(Dataset records)
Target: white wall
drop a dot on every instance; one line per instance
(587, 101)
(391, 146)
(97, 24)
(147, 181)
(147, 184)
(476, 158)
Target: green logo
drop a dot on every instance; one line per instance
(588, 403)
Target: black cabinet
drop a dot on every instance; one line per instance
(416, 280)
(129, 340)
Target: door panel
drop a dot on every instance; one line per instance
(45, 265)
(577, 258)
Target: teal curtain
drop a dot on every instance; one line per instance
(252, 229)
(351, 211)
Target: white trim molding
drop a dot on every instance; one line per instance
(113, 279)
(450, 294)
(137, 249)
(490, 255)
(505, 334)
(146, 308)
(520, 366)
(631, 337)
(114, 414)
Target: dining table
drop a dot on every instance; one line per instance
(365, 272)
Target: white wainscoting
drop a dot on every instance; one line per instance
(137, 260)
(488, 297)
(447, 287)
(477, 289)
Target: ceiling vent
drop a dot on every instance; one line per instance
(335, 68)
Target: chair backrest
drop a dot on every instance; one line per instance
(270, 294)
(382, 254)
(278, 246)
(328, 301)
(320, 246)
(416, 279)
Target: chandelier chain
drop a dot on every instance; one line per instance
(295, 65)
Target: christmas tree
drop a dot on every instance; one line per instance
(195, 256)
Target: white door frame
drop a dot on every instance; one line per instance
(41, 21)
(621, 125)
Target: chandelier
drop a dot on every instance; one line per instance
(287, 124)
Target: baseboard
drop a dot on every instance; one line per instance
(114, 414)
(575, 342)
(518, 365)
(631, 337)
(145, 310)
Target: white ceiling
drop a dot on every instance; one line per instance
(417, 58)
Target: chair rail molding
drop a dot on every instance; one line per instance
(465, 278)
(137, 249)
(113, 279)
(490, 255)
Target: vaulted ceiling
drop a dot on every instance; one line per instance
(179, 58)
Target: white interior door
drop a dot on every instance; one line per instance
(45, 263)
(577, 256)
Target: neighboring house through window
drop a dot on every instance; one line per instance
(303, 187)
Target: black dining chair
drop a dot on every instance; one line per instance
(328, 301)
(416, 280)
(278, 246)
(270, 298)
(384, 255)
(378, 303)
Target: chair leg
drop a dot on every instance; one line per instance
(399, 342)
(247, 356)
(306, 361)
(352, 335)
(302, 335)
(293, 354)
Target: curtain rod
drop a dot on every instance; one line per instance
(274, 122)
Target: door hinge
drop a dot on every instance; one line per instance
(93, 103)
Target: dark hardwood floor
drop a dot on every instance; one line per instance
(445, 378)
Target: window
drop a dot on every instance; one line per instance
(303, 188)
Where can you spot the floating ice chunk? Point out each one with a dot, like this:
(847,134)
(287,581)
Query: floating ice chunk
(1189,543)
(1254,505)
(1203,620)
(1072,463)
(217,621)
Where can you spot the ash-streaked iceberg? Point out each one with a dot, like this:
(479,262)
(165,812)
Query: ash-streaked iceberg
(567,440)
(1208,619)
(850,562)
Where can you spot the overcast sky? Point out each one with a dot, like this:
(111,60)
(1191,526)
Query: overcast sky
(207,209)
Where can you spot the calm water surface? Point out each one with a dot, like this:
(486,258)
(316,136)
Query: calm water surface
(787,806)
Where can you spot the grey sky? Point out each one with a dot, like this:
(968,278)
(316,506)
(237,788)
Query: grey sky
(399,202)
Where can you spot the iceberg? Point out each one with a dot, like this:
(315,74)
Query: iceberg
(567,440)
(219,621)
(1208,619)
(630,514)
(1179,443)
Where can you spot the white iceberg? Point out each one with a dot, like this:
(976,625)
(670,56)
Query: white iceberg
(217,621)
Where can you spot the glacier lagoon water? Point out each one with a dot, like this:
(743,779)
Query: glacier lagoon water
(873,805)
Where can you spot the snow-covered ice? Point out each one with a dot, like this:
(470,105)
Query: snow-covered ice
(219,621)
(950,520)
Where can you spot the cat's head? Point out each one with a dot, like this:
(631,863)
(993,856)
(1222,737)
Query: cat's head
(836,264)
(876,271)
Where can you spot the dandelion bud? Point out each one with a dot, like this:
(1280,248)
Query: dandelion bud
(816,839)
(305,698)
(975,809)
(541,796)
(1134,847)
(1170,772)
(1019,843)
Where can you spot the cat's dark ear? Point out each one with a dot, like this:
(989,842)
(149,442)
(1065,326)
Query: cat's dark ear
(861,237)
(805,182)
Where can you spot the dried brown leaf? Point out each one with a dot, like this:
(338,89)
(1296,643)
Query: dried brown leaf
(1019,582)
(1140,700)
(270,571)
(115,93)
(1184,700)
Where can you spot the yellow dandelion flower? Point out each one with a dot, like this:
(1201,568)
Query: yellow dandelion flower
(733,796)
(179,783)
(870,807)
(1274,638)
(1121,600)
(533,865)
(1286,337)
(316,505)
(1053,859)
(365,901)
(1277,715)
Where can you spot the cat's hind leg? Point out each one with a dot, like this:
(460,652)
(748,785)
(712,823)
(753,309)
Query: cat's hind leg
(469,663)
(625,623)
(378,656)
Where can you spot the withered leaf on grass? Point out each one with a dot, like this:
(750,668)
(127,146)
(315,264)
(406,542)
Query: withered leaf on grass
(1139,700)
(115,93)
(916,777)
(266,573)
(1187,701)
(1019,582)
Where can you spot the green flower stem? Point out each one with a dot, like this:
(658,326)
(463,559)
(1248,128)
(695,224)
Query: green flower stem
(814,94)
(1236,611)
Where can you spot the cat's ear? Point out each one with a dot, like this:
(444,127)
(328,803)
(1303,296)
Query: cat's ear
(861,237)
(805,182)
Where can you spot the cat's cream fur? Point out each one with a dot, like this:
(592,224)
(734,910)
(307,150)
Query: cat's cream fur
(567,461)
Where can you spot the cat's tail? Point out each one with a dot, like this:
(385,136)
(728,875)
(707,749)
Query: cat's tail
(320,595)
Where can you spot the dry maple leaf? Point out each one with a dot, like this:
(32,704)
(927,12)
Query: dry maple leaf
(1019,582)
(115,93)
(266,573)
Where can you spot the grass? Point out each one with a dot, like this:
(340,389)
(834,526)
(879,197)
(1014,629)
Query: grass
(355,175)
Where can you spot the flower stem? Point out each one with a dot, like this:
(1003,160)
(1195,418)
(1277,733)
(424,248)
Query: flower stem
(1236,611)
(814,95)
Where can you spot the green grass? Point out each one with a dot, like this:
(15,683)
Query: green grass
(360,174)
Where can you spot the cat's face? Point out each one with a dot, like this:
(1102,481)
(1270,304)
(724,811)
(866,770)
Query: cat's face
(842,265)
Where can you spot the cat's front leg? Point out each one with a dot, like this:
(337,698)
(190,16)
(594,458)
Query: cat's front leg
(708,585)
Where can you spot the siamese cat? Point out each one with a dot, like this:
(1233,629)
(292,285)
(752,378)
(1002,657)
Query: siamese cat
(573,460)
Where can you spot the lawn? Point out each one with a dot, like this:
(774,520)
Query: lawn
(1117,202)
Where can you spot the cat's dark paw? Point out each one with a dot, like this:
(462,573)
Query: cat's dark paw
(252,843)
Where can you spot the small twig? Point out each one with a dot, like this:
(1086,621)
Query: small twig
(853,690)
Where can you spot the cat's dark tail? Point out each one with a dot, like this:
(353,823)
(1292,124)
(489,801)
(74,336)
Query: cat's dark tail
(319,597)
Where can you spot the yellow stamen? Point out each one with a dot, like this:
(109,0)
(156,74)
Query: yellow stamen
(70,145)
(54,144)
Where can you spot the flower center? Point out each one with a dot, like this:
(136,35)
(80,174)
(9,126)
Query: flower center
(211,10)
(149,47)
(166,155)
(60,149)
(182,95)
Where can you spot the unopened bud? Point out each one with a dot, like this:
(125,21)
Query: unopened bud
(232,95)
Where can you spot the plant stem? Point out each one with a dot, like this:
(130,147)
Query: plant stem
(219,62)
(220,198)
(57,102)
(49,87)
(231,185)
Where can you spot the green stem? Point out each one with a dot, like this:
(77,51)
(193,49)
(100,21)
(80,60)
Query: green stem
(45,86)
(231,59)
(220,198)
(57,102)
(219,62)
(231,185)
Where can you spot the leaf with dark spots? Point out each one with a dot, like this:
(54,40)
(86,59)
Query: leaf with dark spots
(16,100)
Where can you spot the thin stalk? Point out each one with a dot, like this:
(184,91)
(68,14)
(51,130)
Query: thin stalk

# Set problem:
Write out exactly the lines from the line holding "Where can you spot the flower center?" through the last line of the data, and nothing besides those lines.

# The completed task:
Where can you spot the flower center? Point out each one with a dot, like this:
(136,35)
(80,174)
(9,126)
Query: flower center
(211,10)
(149,47)
(166,155)
(60,149)
(182,95)
Where can you spot the unopened bud? Point out each one with a dot, like this:
(125,21)
Query: unopened bud
(232,95)
Where can you spot the plant stem? Point out each one with a dot, like this:
(130,147)
Query: plant stem
(219,62)
(220,198)
(57,102)
(49,87)
(231,185)
Where can you spot the green stem? Point out each one with a dot, like this:
(77,51)
(193,49)
(100,21)
(80,60)
Query: green stem
(45,86)
(231,59)
(220,198)
(57,102)
(219,62)
(231,185)
Where can you spot the leaf with dark spots? Point out each one with a dot, like this:
(54,40)
(86,59)
Query: leaf with dark spots
(16,100)
Where can you spot the thin stalk? Point out each one with a dot, like this:
(184,91)
(68,14)
(51,130)
Query: thin stalk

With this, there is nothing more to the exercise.